PROBLEM DESCRIPTION:
Rewrite the whole listing below, requests included, and increase every vertex coordinate in the answers by 17. Keep all other text the same.

DATA LINES:
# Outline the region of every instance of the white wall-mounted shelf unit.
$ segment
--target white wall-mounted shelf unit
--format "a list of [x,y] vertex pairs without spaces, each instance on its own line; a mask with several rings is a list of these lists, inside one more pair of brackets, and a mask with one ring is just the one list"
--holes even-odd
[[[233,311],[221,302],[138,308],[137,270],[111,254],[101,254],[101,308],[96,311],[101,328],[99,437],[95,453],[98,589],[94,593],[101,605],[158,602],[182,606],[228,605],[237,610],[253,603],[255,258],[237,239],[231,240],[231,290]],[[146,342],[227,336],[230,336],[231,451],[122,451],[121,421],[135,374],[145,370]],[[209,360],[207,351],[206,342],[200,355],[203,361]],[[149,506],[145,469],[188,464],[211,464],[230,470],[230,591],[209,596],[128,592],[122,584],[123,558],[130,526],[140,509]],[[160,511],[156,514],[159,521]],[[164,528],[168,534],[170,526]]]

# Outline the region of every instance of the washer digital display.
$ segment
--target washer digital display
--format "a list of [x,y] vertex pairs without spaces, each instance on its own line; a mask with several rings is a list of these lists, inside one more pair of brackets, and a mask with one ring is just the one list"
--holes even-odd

EXERCISE ANSWER:
# Outline the region of every instance of the white wall-mounted shelf unit.
$ segment
--target white wall-mounted shelf unit
--format "a list of [x,y] vertex pairs without spaces, each instance on its own line; a mask with several rings is a list of these lists, inside one more pair of brackets, and a mask with one ring is just the one list"
--holes even-odd
[[[250,328],[238,319],[155,325],[154,287],[128,271],[118,271],[118,325],[113,328],[118,345],[116,454],[112,470],[115,606],[111,610],[118,622],[175,619],[199,623],[245,622],[254,627],[270,620],[272,275],[254,256],[248,257],[248,307]],[[163,359],[244,353],[247,353],[248,468],[139,468],[138,438],[152,391],[162,387]],[[226,377],[224,368],[223,359],[217,372],[220,378]],[[166,523],[162,486],[205,481],[228,481],[247,487],[247,608],[226,613],[145,609],[139,601],[140,575],[147,543],[157,526]],[[177,528],[173,531],[176,538]],[[181,545],[185,551],[187,543]]]

# Outline the region of every instance of the washer digital display.
$ segment
--target washer digital display
--format "a list of [x,y] vertex pairs without spaces, each instance on its own line; a mask with several rings is a list of these lists, inside one more pair of brackets, and a mask with one ring is just the one list"
--holes even-odd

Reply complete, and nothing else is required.